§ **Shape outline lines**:
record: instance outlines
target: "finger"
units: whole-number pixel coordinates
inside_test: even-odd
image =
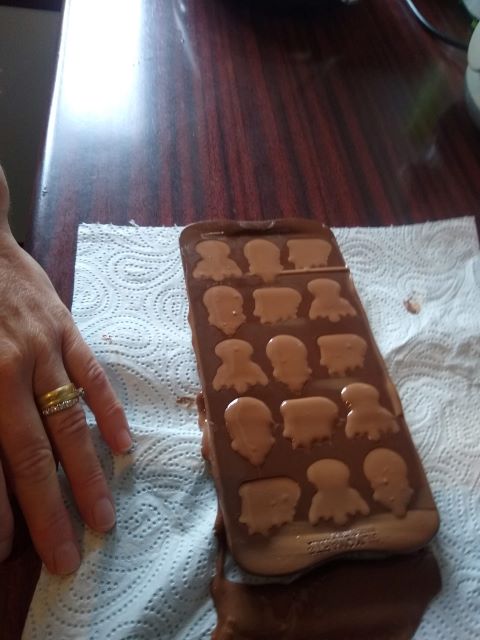
[[[85,401],[107,444],[117,453],[127,452],[132,438],[123,407],[75,325],[64,336],[63,361],[70,379],[85,390]]]
[[[67,372],[55,357],[35,372],[37,395],[68,382]],[[96,531],[109,531],[115,525],[115,508],[81,405],[45,416],[43,421],[83,520]]]
[[[2,379],[0,446],[4,471],[39,556],[49,571],[65,575],[78,568],[80,553],[50,443],[26,380],[25,372],[14,366]]]
[[[0,460],[0,562],[10,555],[13,542],[13,515]]]

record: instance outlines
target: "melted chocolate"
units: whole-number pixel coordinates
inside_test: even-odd
[[[225,537],[211,591],[213,640],[409,640],[440,591],[435,556],[336,560],[289,584],[251,585],[224,576]]]

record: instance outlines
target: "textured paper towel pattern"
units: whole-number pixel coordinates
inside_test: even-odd
[[[84,561],[42,571],[24,638],[210,637],[215,492],[200,457],[198,390],[178,228],[82,225],[73,313],[124,403],[135,451],[112,456],[92,423],[117,504],[108,536],[69,506]],[[443,589],[415,638],[480,630],[480,263],[471,218],[337,229],[402,398],[441,515]],[[420,305],[407,312],[404,301]],[[177,402],[180,400],[181,402]],[[68,504],[71,495],[63,482]]]

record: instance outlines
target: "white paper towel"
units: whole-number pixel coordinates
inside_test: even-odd
[[[92,426],[117,527],[83,527],[79,571],[42,571],[24,640],[203,640],[215,612],[216,498],[200,456],[179,228],[81,225],[73,314],[124,406],[135,451]],[[441,516],[443,588],[415,638],[480,637],[480,257],[472,218],[337,229]],[[410,313],[405,301],[418,313]],[[408,305],[407,305],[408,306]],[[93,425],[93,420],[90,419]]]

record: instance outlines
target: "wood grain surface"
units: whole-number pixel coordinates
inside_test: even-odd
[[[468,39],[456,0],[417,4]],[[27,249],[69,304],[80,222],[478,215],[465,66],[404,0],[67,0]],[[8,640],[38,575],[22,549]]]

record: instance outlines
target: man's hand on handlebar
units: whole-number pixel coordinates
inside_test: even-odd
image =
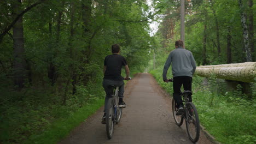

§ **Given exercise**: Rewrite the lines from the first one through the line with "[[[0,460],[0,562],[10,555],[13,542],[13,515]]]", swapping "even-odd" for "nonzero winding" and keeping everything else the same. Leave the pictures out.

§ **Final result**:
record: instance outlines
target: "finger"
units: whole-number pixel coordinates
inside_test: nonzero winding
image =
[[[85,401],[107,444],[117,453],[127,452],[132,438],[123,407],[75,325],[64,336],[63,361],[70,379],[85,390]]]
[[[67,372],[55,357],[35,372],[37,395],[68,382]],[[96,531],[109,531],[115,525],[115,508],[81,405],[45,416],[43,421],[83,520]]]
[[[2,379],[0,446],[4,471],[39,556],[49,571],[65,575],[78,568],[80,553],[50,443],[26,380],[25,372],[14,366]]]
[[[0,460],[0,562],[10,555],[13,542],[13,515]]]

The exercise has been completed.